◆ Excerpted data ◆
◆ ◆ ◆ ◆ ◆ ◆ ◆
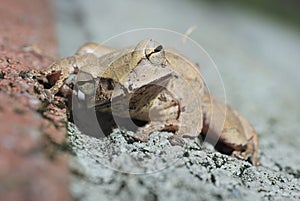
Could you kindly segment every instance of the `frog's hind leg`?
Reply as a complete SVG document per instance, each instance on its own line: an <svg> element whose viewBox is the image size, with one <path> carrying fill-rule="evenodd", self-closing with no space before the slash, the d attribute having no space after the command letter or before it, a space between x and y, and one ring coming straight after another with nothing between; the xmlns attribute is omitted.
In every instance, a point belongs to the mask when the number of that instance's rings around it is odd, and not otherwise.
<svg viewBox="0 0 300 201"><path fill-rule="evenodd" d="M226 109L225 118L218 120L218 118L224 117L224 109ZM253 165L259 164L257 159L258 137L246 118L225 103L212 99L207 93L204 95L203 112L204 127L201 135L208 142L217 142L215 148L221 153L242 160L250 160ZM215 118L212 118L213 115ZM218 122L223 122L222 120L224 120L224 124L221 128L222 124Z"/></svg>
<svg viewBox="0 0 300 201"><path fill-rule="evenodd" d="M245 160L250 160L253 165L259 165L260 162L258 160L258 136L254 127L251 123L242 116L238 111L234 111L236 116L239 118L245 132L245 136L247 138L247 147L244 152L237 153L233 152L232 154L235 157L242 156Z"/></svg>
◆ ◆ ◆ ◆ ◆ ◆ ◆
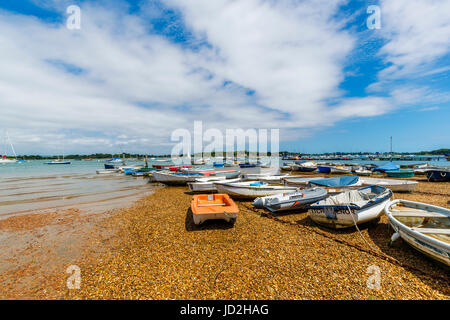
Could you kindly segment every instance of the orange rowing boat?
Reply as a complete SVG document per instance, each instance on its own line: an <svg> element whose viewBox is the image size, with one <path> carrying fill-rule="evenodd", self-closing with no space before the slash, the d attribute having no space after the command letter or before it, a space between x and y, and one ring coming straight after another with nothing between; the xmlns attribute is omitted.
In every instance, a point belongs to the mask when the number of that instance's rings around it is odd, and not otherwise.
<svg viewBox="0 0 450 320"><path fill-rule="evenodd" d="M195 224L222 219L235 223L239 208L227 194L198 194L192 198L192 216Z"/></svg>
◆ ◆ ◆ ◆ ◆ ◆ ◆
◆ What the task asks ◆
Give only the number of lines in the data that hold the string "segment".

◆ Result for this task ◆
2